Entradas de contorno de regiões
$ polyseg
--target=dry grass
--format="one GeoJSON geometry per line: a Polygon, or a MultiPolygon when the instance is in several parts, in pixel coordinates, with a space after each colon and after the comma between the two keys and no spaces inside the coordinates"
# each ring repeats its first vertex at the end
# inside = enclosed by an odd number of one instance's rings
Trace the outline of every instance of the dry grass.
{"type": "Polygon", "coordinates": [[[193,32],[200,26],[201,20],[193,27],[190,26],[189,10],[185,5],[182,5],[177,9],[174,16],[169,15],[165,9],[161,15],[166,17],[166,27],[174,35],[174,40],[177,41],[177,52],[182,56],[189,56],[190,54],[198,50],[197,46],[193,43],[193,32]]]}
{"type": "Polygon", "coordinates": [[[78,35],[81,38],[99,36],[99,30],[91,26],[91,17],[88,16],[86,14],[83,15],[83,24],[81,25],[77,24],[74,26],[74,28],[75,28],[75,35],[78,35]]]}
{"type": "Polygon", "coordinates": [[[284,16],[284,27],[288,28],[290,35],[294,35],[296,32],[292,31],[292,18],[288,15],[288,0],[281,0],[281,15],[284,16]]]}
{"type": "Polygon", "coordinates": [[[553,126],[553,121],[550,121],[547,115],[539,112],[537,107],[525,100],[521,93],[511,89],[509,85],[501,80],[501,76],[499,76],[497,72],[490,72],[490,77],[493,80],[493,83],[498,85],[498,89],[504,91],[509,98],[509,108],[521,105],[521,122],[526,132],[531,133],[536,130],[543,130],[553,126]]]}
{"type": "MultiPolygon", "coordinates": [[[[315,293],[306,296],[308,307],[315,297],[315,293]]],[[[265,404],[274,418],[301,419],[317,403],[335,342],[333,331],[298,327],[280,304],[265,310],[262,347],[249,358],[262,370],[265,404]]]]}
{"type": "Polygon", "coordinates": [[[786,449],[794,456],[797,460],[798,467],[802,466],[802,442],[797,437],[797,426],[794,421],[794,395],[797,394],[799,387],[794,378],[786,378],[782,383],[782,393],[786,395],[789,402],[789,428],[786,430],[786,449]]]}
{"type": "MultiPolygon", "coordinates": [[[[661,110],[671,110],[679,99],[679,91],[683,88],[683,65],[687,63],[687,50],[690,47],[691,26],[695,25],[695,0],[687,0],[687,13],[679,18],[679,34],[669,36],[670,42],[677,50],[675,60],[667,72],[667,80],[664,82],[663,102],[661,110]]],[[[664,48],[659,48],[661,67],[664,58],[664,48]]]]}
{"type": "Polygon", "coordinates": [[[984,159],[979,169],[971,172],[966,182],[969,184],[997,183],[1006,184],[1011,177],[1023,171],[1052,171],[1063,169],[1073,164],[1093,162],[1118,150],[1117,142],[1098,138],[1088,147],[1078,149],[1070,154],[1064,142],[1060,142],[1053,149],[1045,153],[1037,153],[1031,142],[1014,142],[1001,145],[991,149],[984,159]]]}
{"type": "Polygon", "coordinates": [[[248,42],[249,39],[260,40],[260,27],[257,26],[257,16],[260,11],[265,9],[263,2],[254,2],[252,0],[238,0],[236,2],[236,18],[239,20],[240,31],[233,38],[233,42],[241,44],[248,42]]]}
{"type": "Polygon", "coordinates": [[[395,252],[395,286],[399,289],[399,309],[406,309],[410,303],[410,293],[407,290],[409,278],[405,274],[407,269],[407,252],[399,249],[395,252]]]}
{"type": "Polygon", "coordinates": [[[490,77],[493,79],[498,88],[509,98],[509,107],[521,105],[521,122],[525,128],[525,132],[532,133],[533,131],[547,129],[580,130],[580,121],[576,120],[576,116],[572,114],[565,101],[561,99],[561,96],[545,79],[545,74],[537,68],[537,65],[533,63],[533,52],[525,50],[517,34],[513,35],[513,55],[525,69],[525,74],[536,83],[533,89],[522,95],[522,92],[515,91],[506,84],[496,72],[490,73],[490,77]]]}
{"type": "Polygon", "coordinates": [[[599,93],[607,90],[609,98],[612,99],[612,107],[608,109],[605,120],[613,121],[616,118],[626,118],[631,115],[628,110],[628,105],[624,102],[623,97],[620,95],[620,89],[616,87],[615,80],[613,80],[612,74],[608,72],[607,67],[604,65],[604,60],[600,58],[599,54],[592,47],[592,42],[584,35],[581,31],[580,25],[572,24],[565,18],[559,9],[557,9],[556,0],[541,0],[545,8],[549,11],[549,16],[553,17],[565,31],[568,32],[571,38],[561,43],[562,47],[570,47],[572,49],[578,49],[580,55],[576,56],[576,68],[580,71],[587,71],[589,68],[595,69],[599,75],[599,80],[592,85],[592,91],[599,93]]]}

> [TAREFA]:
Disponha como uma lista JSON de strings tudo desde o início dos registros até a linha que contém "# inside = enclosed", inclusive, com uma string por linha e sem as linhas em branco.

> [SOLUÇÃO]:
[
  "$ polyseg",
  "--target=dry grass",
  "--format=\"one GeoJSON geometry per line: a Polygon, or a MultiPolygon when the instance is in several parts, in pixel coordinates, with a space after each colon and after the comma between the two keys and no spaces inside the coordinates\"",
  "# each ring repeats its first vertex at the end",
  "# inside = enclosed by an odd number of one instance's rings"
]